Start
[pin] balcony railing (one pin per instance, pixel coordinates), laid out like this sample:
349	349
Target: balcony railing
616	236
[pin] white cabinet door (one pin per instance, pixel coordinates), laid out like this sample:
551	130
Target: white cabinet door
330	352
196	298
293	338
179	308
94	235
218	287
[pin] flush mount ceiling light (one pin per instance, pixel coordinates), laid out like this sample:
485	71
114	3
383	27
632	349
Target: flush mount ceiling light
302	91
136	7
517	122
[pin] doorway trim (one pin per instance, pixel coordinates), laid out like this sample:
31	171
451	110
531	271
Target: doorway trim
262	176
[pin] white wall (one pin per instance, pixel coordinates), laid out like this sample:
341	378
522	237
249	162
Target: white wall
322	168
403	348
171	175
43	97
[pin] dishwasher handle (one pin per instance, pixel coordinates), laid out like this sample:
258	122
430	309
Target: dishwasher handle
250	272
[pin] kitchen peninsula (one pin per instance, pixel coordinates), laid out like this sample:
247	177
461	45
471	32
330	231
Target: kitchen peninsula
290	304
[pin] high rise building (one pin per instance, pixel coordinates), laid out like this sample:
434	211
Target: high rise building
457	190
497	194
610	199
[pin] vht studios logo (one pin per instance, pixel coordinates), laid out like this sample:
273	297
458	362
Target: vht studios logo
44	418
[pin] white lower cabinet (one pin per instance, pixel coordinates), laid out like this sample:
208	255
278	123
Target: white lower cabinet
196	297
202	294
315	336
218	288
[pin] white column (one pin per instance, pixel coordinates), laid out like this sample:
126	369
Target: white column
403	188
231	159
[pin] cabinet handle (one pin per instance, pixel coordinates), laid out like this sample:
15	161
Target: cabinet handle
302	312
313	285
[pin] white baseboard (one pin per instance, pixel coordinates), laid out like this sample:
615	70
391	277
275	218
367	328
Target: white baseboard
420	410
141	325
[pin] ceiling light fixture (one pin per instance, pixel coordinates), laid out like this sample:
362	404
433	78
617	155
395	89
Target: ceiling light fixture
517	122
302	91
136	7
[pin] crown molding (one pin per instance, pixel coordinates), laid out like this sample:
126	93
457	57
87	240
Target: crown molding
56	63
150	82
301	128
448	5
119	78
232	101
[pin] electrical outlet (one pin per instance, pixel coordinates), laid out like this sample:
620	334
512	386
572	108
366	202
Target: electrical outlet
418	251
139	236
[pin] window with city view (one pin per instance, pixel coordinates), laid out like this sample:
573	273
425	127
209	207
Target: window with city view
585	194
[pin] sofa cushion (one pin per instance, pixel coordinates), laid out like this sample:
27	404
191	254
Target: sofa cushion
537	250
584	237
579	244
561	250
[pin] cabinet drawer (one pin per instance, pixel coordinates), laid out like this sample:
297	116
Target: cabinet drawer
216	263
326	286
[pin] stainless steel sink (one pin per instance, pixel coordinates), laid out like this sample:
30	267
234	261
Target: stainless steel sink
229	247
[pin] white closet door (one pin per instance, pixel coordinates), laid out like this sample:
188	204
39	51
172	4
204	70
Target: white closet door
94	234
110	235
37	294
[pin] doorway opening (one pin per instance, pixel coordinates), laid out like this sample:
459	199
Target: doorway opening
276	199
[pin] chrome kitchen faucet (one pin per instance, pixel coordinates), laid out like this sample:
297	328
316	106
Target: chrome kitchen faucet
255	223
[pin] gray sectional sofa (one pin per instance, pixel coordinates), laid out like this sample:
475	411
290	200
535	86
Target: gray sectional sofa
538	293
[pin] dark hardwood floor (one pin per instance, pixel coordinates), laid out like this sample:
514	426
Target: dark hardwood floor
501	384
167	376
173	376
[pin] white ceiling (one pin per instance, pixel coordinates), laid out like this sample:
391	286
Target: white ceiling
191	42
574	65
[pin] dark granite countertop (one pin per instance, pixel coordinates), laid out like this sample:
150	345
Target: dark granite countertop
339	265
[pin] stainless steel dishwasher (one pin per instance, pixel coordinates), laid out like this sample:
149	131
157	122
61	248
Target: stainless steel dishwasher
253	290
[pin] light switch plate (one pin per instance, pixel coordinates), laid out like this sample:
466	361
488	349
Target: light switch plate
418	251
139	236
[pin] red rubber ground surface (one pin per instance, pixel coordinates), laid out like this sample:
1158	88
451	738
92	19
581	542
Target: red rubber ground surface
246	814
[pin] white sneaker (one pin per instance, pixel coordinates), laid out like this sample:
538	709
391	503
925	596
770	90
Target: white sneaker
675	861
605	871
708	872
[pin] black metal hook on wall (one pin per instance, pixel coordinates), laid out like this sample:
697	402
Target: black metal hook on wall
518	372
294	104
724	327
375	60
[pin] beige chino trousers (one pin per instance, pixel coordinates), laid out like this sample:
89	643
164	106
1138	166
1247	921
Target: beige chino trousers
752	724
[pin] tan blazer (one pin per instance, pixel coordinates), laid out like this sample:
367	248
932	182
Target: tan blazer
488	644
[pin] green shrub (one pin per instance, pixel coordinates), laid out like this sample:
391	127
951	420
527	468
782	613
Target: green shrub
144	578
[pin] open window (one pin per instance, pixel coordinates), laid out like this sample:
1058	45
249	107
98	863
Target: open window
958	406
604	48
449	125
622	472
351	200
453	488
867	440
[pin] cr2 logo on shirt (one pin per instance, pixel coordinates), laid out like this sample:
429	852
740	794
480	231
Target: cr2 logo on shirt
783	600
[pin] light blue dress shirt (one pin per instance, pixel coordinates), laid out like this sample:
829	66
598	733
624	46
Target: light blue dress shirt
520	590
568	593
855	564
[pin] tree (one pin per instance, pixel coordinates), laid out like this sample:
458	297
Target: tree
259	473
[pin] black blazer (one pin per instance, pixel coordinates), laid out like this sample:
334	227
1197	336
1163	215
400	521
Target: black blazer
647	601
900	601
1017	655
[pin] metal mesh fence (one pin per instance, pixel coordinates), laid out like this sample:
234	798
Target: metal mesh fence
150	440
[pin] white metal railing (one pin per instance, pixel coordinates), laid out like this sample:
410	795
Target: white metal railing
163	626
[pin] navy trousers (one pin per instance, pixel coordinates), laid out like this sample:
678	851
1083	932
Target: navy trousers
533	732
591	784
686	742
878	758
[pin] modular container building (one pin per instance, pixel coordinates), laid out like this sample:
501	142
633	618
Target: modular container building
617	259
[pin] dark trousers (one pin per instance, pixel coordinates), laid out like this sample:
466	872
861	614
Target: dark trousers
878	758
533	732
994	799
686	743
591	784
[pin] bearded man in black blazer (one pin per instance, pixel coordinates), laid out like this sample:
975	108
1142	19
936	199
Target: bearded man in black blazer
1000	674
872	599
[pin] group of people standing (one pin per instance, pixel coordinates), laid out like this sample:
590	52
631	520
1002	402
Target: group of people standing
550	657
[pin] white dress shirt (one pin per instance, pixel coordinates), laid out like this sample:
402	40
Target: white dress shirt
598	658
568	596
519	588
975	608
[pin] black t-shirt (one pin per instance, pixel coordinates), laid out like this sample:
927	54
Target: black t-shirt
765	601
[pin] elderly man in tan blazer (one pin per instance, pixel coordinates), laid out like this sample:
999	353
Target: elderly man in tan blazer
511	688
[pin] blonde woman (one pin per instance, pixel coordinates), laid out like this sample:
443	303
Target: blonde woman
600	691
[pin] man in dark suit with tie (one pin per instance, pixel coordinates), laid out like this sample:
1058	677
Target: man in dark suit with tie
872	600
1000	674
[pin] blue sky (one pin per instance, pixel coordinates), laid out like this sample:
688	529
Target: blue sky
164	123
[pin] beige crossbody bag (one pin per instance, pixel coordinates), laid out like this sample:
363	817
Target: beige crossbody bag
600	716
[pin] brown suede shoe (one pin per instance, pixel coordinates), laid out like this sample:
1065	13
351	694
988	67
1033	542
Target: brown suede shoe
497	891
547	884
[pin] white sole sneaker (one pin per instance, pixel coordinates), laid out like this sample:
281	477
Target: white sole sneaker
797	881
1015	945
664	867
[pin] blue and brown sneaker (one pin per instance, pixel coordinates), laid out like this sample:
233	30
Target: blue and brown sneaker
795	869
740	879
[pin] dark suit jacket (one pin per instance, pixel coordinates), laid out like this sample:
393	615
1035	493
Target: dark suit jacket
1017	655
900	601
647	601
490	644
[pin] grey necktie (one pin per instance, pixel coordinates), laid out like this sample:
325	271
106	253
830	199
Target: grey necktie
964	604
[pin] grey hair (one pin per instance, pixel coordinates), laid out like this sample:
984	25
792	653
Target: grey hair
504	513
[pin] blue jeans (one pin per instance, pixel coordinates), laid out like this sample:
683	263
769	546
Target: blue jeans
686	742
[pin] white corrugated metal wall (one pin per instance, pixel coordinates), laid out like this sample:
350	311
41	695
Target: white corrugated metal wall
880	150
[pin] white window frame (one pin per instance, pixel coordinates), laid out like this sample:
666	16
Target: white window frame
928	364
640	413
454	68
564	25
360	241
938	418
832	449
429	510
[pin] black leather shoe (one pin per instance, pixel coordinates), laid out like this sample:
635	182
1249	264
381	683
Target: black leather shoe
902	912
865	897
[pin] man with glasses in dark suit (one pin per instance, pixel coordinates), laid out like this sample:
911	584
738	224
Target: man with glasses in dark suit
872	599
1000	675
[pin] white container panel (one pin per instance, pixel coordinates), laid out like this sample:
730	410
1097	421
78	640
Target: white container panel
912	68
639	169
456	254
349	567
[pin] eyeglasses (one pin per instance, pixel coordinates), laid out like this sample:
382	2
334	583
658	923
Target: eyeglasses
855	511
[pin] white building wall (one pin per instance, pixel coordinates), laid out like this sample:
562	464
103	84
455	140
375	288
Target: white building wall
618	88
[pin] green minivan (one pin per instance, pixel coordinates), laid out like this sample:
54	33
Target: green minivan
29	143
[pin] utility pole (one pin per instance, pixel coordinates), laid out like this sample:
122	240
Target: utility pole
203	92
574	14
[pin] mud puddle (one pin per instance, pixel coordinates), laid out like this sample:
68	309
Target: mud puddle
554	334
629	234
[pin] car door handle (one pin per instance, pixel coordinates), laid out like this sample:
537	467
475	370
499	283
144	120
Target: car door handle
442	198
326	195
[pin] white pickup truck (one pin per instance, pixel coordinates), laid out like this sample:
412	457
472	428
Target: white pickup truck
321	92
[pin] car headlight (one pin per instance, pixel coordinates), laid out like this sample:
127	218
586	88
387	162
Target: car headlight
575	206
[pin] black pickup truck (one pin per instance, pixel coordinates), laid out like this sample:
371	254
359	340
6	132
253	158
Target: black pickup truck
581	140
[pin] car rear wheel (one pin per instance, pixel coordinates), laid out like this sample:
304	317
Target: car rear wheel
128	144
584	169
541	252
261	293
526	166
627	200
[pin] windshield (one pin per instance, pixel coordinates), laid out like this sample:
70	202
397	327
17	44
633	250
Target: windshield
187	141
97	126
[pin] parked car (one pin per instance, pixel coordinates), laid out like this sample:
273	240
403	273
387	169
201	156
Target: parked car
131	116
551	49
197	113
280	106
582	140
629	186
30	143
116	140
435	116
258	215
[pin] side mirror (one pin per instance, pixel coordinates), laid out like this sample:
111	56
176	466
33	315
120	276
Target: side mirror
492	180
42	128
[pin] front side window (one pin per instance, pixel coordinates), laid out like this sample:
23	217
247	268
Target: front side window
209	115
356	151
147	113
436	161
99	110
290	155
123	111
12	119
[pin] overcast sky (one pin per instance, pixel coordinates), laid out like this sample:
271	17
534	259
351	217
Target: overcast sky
End
_What you are asked to do_: Reproduce exactly the line containing "[pin] windshield (one" and every line after it through the end of the records above, and nothing else.

_Solution to the exercise_:
[pin] windshield (one pin per instance, pixel coordinates), laid out like this sample:
70	202
397	327
17	44
633	250
Target: windshield
187	141
97	126
[pin] parked car (one pin per instance, pixel coordinates), laid out like this sample:
273	240
403	273
387	169
201	156
Target: parked car
131	116
551	49
197	113
280	106
582	140
629	186
30	143
116	140
435	116
258	215
[pin] side mirror (one pin per instance, pixel coordinates), laid out like this sample:
111	56
176	466
33	315
120	276
Target: side mirror
492	180
42	128
[pin] front side window (one pin per instance, pixel coordinates), laid out like this sample:
23	217
247	268
Target: front side window
209	115
356	151
147	113
436	161
99	110
290	155
123	111
12	119
[pin] overcast sky (one pin per instance, pixel coordinates), laid out like this sample:
271	17
534	259
351	217
Target: overcast sky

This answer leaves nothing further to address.